Source passage:
-- start --

Each of the Six Thinking Hats represents a different direction or type of thinking, which is identified by a colour:

  • White hat: White-hatted people concentrate on the facts – what information and knowledge do you know about the situation? What can you learn about the situation from this information? What info is missing? Can you plug the gap? If not can you take it into account when discussing the situation? What can you learn from past trends?
  • Green hat: Green hat people think creatively in a no-criticism, freeform thinking kind of way.
  • Red hat: Red hats are the emotional input of the discussion. They allow themselves to be intuitive and act as much on hunches as fact. They are sensitive to the emotional responses of others in the group.
  • Black hat: Black hats live under a black cloud! They should think pessimistically. Look for the flaws in the plan, find the obstacles!
  • Yellow hat: Yellow hats bask in sunlight – they should think positively looking for the value in every possibility. What benefits does it bring?
  • Blue hat: The blue hat is worn by the facilitator(s). They concentrate on process, calling on the other hats to add in their thinking as and when it's appropriate and making sure that each option is scrutinised from all perspectives. They are neutral, helping the group achieve its task without trying to shape the decision.

-- end --

Supplied entries:

-- start --

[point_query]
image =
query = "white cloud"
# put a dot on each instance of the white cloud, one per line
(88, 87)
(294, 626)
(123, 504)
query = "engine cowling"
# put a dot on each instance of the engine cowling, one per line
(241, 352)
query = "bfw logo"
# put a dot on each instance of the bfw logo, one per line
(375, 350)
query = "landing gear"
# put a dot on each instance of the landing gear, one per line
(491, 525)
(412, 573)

-- end --
-- start --

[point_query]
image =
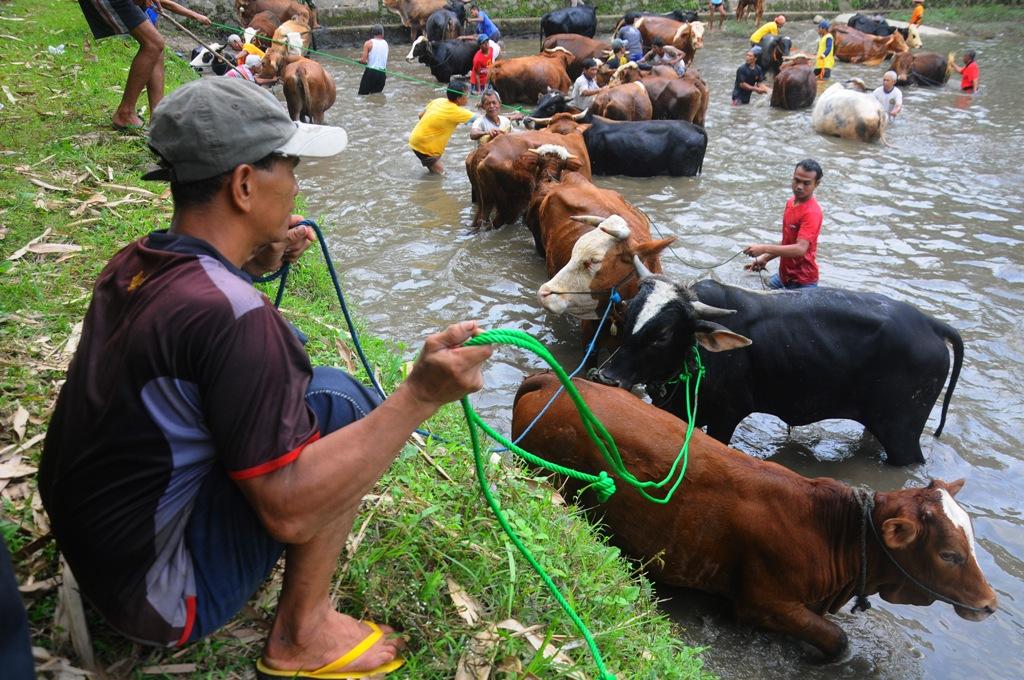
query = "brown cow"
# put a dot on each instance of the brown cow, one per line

-- end --

Problem 1: In the Six Thinking Hats passage, who wears the blue hat?
Problem 2: Pick up the Six Thinking Hats passage after its final sentence and keep writing it.

Final answer 1: The facilitator or facilitators wear the blue hat.

Final answer 2:
Everyone focuses on the same type of thinking at the same time (parallel thinking), which minimizes conflict and promotes progress. When switching hats, everyone changes to the different mode of thinking to tap into their collective knowledge. This eliminates egos and has the potential to dramatically reduce the amount of time spent in meetings.

Just one hat may be used (“What's your red hat on this issue?”), or a combination of the Six Thinking Hats may be used in a particular sequence to examine an issue.

Outcomes and its measurability

This tool actively seeks out the optimistic analysis, the pessimistic analysis etc., so every idea is thoroughly tested, and when the decision is made, it's made on the basis of a creative and thorough process.